**Esercizi**
1. Secondo l'articolo sul concerto di Bad Bunny, qual è l'orario oltre il quale i concerti nell'area non possono proseguire?
2. Trascrivi senza modifiche la parte dell'articolo sul concerto di Bad Bunny che parte da "- La maggior" e arriva fino a "sulla gestione dell'evento?".

**Testo da esaminare**
┄┄┄┄┄┄┄┄┄┄┄┄┄┄┄┄┄┄┄┄

In Breve
- Cosa è successo durante il concerto di Bad Bunny?
- Una violenta grandinata ha costretto all'interruzione e all'annullamento del concerto, con l'evacuazione di 80.000 spettatori.
- Quali sono state le conseguenze dell'evacuazione?
- La maggior parte delle persone è uscita senza conseguenze gravi, ma ci sono stati circa quaranta feriti.
- Cosa dicono le autorità sulla gestione dell'evento?
- Le autorità discuteranno la sostenibilità dei grandi eventi nell'area di San Siro in un prossimo Comitato provinciale.
Una violenta grandinata ha costretto all’interruzione e all’annullamento della seconda delle due date del tour di Bad Bunny all’Ippodromo Snai La Maura, con l’evacuazione di quasi 80.000 spettatori. Fortunatamente, l’uscita dal sito è avvenuta senza conseguenze gravi per la maggior parte delle persone presenti, ma l’accaduto ha riaperto il dibattito sull’idoneità dell’area ad ospitare eventi di tali dimensioni e sulle criticità nella gestione dei flussi e della sicurezza.
L’ippodromo, attualmente di proprietà di Snaitech, è al centro di un contenzioso con la società F3A Green, interessata all’acquisto. Nel frattempo, l’amministrazione comunale ha espresso la volontà di trasformare l’area in un grande parco pubblico. Gli eventi nell’area sono regolati da un protocollo condiviso in prefettura, che coinvolge Comune, Agenzia per la Mobilità, vigili del fuoco, Protezione civile, Areu, forze dell’ordine, polizia locale, promoter e proprietari. Tra le linee guida vi sono limiti orari per i concerti (non oltre le 23.30), potenziamento del trasporto pubblico e piani per gestire ingressi, uscite e contrastare la sosta selvaggia.
In vista dell’evento, erano state introdotte misure richieste dal pubblico, come la possibilità di portare borracce in plastica e silicone morbido da 0,5 litri, bottigliette senza tappo, pagamenti cashless e postazioni per il refill gratuito dell’acqua. Tuttavia, non sono mancate le proteste per le lunghe file, la gestione dei token e i prezzi elevati all’interno dell’area: 4 euro per una bottiglietta d’acqua, 8 euro per una bibita e 10 euro per una birra, fattori che hanno intensificato il malcontento tra i partecipanti.

┄┄┄┄┄┄┄┄┄┄┄┄┄┄┄┄┄┄┄┄

**Dati forniti**
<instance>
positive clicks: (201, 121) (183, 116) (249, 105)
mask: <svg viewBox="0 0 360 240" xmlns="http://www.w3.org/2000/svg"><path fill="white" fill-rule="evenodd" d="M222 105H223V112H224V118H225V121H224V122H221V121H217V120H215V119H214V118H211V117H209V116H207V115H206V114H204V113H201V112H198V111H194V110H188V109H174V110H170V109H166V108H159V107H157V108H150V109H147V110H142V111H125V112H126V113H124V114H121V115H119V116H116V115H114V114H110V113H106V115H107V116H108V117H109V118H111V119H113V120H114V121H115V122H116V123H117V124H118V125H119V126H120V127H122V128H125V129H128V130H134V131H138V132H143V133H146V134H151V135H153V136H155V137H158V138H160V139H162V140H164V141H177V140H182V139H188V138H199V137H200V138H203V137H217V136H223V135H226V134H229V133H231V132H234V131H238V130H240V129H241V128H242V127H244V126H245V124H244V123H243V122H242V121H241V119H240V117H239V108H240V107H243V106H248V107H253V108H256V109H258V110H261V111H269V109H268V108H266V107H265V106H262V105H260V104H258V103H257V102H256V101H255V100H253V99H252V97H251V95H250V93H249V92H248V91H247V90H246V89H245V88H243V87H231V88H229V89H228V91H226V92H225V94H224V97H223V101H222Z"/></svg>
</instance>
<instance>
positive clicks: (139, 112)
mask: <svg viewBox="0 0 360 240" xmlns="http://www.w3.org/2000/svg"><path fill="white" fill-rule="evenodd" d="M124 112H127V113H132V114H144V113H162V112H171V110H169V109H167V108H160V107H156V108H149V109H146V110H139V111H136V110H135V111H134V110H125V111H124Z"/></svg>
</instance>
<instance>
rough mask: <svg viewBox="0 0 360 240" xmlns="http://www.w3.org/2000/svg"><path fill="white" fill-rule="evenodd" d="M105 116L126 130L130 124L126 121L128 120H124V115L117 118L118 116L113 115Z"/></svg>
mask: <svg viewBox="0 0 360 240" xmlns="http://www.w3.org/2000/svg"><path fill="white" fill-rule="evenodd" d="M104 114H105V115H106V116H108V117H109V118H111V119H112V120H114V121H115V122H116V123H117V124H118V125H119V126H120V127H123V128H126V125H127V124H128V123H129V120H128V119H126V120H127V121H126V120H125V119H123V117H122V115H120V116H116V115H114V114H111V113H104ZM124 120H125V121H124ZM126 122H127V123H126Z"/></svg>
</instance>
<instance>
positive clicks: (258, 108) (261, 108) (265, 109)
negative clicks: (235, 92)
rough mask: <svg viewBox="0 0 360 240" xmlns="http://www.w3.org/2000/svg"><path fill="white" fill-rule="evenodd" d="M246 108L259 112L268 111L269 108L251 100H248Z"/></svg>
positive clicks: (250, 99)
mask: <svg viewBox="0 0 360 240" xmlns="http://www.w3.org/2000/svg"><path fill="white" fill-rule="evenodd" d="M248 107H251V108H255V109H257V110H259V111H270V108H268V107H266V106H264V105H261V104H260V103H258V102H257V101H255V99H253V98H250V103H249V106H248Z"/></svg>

┄┄┄┄┄┄┄┄┄┄┄┄┄┄┄┄┄┄┄┄

**Soluzioni**
1. Le 23.30.

2.
- La maggior parte delle persone è uscita senza conseguenze gravi, ma ci sono stati circa quaranta feriti.
- Cosa dicono le autorità sulla gestione dell'evento?